# [WORK INSTRUCTIONS]
[1] Please rewrite the stretch of the LDA funding excerpt from "I appreciate the" through "Agency does not have €6.25 billion.", replacing "briefing notes" with "speaking notes".
[2] Extend the LDA funding excerpt past its final sentence.

# [EXCERPT]
--------------------------------------------------
To date, the LDA has drawn down €1.25 billion from the Irish Strategic Investment Fund, where €100 million was established in March 2021, with €250 million in February 2023, €275 million in April 2023, €300 in November 2023 and €325 million in May 2025. The LDA is yet to avail of its borrowing powers.
Deputy Boyd Barrett talked about what has been delivered, achieved and committed to. In 2023, the LDA delivered 650 cost-rental and 200 affordable homes in Cork, Dublin, Waterford, Wicklow and Meath. To date, in 2024, the LDA has delivered 690 homes through Project Tosaigh and is also in partnership with local authorities on lands such as Shanganagh where the first 246 affordable homes, of which 195 are cost rental and 51 affordable purchase, were launched in September. A further 35 social housing units are to be completed by the end of the year.
The Government is making legislative provision for the LDA to access the €6.25 billion in capital, which will be split between equity capital, debt and other sources relating to the performance of certain legislative functions relating to the provision of both cost-rental and affordable accommodation, the development of public lands, provision of socially integrated housing, and engagement with local authorities. The business plan is currently in line with prevailing market conditions and the wider economic context but also further funding needs of the LDA. That will be kept under continuous review by officials on the future funding working group and the Housing for All investment subcommittee. We will do everything possible to ensure that the LDA is adequately resourced and continues its essential work.
I appreciate the Minister of State is reading the briefing notes in front of him but I want to repeat the point. The Land Development Agency does not have €6.25 billion.
I clarified that. It has access.
It does not have €6.25 billion. It currently has €3.75 billion between funds that have been spent, allocated and what is proposed today. To say it has access to the remainder of the funds is the most liberal use of the word “access” I have heard in some time. It is important we understand why. In theory, the LDA can go and borrow on the markets, but the LDA is telling us interest rates are so prohibitively high, it does not want to do that. In fact, I understand there is a very sharp disagreement between the LDA and Departments over the scale of its borrowing within the plan. In theory, it can borrow but it is telling us it is not going to, and unless it interest rates change and change dramatically, it will not borrow.
The Minister of State says it has access to another €1.25 billion of other sources but we do not know where that money is coming from. Sure, if it does St. Teresa's Gardens it will get the turnkey finance from Dublin City Council to buy the social accommodation, for example. That is not actually money that is locked down or clear in its sources. We have not even mentioned the sustainable tenancies and affordable rents investment initiative. While the Government has said €750 million will, in theory, be made available, in fact only a fraction of that has. We are discussing an amendment where the Government tells us it wants to give extra money to the LDA to increase its ambition and where in fact the LDA has a very large black hole in the funding programme for its current capital programme out to 2028 of €2.5 to €3 billion and there is no increased ambition in it. I will not press those points.
--------------------------------------------------
# [MATERIAL]
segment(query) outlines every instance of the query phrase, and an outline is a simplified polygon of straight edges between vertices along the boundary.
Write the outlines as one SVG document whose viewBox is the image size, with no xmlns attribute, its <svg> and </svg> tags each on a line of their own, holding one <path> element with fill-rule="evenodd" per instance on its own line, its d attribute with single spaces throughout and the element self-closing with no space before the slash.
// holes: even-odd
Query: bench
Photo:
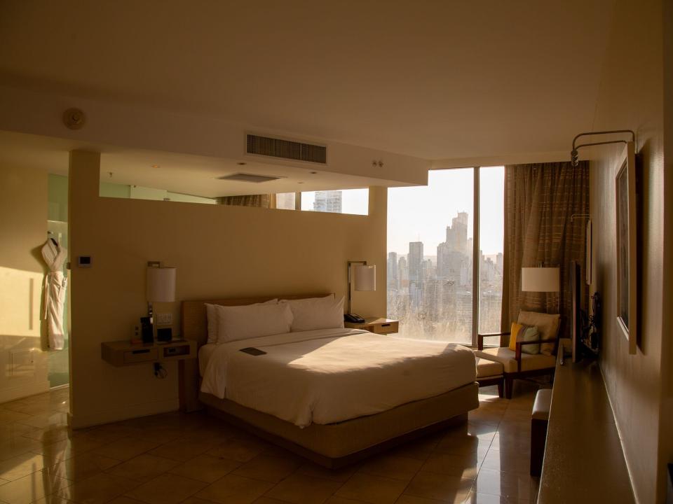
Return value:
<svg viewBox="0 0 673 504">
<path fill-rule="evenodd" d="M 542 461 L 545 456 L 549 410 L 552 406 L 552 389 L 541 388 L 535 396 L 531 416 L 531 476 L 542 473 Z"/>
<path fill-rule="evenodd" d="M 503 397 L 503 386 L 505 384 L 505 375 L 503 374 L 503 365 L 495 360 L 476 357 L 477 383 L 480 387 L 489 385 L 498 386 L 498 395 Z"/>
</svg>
--------------------------------------------------
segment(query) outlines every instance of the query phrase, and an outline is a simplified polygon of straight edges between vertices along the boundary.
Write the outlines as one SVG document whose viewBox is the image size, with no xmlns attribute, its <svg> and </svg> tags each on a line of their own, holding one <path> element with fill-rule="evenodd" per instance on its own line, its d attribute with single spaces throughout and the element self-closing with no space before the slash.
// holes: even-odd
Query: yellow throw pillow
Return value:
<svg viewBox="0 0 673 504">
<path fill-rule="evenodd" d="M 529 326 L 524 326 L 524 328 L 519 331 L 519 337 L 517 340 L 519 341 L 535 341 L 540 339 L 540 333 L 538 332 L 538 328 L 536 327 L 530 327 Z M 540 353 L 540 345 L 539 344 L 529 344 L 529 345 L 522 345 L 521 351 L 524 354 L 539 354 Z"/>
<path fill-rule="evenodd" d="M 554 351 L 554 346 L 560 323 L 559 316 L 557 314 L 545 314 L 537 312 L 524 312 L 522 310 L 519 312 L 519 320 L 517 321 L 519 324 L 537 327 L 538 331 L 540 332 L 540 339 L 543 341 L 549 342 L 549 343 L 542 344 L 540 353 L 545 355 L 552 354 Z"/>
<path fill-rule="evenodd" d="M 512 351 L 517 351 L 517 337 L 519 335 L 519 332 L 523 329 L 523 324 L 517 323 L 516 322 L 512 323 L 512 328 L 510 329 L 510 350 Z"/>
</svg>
--------------------------------------------------
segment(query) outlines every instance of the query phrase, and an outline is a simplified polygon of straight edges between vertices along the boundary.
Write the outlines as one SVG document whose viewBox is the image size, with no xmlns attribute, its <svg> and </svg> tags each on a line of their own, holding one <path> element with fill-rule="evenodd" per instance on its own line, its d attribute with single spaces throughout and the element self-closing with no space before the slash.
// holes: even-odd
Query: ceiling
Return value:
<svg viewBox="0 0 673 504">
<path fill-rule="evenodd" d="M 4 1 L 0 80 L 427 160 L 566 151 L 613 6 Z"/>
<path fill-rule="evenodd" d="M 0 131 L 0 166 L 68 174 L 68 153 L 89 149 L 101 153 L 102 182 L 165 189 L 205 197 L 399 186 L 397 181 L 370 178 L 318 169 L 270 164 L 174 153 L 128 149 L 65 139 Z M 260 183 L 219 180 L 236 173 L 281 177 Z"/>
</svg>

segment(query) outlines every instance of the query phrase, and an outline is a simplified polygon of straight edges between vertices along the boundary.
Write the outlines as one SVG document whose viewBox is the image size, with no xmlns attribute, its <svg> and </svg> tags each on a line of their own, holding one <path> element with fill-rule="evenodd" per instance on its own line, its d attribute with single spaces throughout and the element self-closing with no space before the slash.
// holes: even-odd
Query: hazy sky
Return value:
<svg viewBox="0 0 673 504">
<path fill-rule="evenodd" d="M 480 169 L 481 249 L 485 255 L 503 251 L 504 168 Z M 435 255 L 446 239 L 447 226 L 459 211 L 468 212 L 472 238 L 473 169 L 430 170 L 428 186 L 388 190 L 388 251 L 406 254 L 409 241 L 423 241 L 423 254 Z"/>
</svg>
--------------------------------------------------
# [ANSWERS FOR THE TASKS]
[1]
I appreciate the Minister of State is reading the speaking notes in front of him but I want to repeat the point. The Land Development Agency does not have €6.25 billion.

[2]
It seems, however, that the future-funding group the Minister of State mentioned has been set up to try and square the circle of how to get the LDA the €7 billion it needs to deliver the homes. Will he give us any additional information on that? We are being asked to approve an amendment for a very significant sum of what is essentially public money to go to the LDA without any certainty that the LDA has sufficient capital to fund its programme, or indeed to share concerns of others that, when homes are delivered, they would be affordable to the vast majority of people. Will the Minister of State tell us, for example, who is on that future funding group, how often it meets, what options it is looking at and when it is likely to report to Government? Will the Minister of State be coming back to us, depending on the outcome of the general election, with another request for a further €1.25 billion capitalisation because the borrowing he says is there has not materialised because interest rates have not come down sufficiently? The least the Minister of State can give us, given we are not opposing his amendment, is maximum transparency and clarity on the future funding and how the Government will fill that black hole that current sits at the heart of the agency's business plan.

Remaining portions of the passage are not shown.